══ TEXTO ══

Para ir aos jogos, ela [Aida dos Santos,] teve de atingir o índice olímpico por três vezes. Sem qualquer explicação, o Comitê Olímpico Brasileiro simplesmente não considerava seu desempenho, até que na terceira vez tiveram de reconhecer sua capacidade.

Na opinião da pesquisadora, além do preconceito que havia na época em relação à mulher, a situação mostra o quanto a atleta foi persistente em suas convicções. O fato é que, mesmo assim, Aida chegou à final do salto em altura, conquistando o quarto lugar. “E vale ainda ressaltar que durante a final ela teve uma contusão e não contou com a devida assistência por parte da delegação brasileira. Aida foi atendida por um médico cubano, o que possibilitou que ela disputasse a final”, diz Katia.

Pregação no deserto

Dentre outras tantas histórias, o livro é um rico documento sobre a história olímpica dos atletas brasileiros, que Katia considera como “verdadeiros heróis”, num País que dá pouca ou quase nenhuma importância às realizações destes homens e mulheres que fizeram e fazem a nossa história olímpica.

Sinto-me de fato, uma ‘pregadora’ no deserto, pois sempre defenderei que todos estes atletas, medalhistas ou não, pelo simples fato de terem ido a uma ou mais edições dos jogos olímpicos mereçam ser lembrados dignamente”, desabafa a pesquisadora.

Esse é um dos motivos pelos quais a pesquisadora pede que o público brasileiro tenha, principalmente, respeito pelos atletas brasileiros, pelo simples fato de estarem numa Olimpíada. “Apesar dos problemas de gestão, troca de governo, ministérios e tantas incertezas, podemos dizer que os jogos no Brasil serão nossa edição de ouro”, ressalta Katia, lembrando que um dos motivos são os altos investimentos que foram e que ainda serão feitos. “Houve algum progresso nas políticas de governo para beneficiar atletas. Mas ainda é pouco para um país do tamanho do nosso. Necessitamos de uma política consistente e de longo prazo”, recomenda.

═══

# [AÇÃO NECESSÁRIA 1]
No texto sobre a história olímpica brasileira, quem atendeu Aida dos Santos quando ela se contundiu durante a final?
# [AÇÃO NECESSÁRIA 2]
Escreva a continuação do texto sobre a história olímpica dos atletas brasileiros, a partir da última frase apresentada.

══ TRECHOS DOS DADOS ══

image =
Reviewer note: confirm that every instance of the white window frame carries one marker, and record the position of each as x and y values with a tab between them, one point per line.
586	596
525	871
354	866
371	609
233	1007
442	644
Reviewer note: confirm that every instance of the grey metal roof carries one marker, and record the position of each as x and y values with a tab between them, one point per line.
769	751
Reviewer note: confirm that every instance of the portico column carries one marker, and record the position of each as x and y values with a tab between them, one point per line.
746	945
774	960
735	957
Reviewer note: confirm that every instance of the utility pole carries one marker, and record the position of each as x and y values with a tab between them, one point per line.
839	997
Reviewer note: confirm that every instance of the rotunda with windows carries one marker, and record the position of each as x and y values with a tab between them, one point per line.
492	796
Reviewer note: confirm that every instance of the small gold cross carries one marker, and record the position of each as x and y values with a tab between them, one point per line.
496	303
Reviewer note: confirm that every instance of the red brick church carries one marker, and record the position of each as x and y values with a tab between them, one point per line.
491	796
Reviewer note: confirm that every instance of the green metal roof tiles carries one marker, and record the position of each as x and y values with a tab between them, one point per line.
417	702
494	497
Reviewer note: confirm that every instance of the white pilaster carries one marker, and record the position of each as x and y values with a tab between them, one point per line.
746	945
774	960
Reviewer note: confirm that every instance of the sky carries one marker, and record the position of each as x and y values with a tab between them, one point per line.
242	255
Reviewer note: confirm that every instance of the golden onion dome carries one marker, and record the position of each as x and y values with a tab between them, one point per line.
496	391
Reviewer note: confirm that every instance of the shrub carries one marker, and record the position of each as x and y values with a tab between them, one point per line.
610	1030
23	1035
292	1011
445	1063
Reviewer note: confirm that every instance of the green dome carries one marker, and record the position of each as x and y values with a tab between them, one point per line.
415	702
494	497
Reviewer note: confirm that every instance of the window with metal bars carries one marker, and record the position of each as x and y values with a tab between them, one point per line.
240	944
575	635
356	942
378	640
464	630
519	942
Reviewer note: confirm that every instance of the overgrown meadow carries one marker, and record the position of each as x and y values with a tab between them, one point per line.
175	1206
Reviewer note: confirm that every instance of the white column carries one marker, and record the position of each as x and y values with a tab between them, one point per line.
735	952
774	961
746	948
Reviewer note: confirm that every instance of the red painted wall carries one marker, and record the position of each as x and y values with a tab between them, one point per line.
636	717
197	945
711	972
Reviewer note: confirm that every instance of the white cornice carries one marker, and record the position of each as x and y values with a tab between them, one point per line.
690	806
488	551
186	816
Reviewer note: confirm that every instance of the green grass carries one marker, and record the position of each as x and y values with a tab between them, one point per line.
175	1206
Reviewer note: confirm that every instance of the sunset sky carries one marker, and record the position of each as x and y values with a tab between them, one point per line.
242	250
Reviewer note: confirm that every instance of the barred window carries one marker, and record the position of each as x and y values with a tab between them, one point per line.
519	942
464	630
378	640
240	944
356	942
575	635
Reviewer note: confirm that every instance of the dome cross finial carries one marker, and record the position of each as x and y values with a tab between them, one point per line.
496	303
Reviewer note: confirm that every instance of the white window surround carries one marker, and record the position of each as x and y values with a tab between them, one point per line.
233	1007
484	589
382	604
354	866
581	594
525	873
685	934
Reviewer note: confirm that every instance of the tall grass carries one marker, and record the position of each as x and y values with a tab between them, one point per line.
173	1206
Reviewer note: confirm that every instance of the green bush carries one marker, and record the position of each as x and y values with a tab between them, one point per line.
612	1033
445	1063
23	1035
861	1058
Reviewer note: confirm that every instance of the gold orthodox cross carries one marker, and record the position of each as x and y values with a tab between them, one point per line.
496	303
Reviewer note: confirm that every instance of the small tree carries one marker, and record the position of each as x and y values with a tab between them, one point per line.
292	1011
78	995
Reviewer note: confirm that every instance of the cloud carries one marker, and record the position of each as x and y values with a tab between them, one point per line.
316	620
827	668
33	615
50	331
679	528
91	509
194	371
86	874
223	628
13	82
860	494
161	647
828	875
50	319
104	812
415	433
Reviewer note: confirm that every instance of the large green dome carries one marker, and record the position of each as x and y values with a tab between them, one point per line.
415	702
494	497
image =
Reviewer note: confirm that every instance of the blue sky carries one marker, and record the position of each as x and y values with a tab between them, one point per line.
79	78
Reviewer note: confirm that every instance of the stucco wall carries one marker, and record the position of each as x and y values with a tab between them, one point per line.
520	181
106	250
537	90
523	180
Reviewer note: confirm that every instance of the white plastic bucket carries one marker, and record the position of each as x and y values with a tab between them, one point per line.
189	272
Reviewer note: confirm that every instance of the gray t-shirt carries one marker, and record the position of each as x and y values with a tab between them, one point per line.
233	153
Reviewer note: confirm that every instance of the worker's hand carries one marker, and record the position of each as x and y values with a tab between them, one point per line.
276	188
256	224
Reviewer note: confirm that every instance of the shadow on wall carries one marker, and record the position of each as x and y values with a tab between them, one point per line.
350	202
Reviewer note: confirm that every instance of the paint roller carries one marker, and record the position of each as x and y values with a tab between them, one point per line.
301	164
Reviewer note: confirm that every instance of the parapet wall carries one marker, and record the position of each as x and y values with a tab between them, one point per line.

═══

# [RESULTADO 1]
Um médico cubano.

# [RESULTADO 2]
Foto: Brasil2016

O primeiro medalhista brasileiro em uma olimpíada foi o atirador Guilherme Paraense, nos jogos de Antuérpia, na Bélgica, em 1920, conquistando a medalha de ouro. Foi a primeira participação do Brasil numa Olimpíada. A partir daí, só não participou dos jogos de Amsterdã, na Holanda, em 1928.

O Brasil ganhou medalhas em 14 modalidades: Atletismo, Basquete, Boxe, Futebol, Ginástica Artística, Hipismo, Iatismo, Judô, Natação, Pentatlo Moderno, Taekwondo, Tiro Esportivo, Vôlei de Praia, Voleibol. O maior medalhista: Robert Scheidt com cinco medalhas em cinco participações (2 ouros, 2 pratas e 1 bronze). Em toda a história houve a participação de 1.796 atletas, sendo 1352 homens (75%) e 444 mulheres (25%). “Ao todo foram 325 medalhistas, sendo 226 homens [69%] e 99 mulheres [31%]”, contabiliza Katia. O Brasil também tem um atleta que recebeu a medalha Pierre de Coubertin (honraria concedida por esportividade e espírito olímpico durante a competição), nos jogos de Atenas, em  2004. O maratonista Vanderlei Cordeiro de Lima.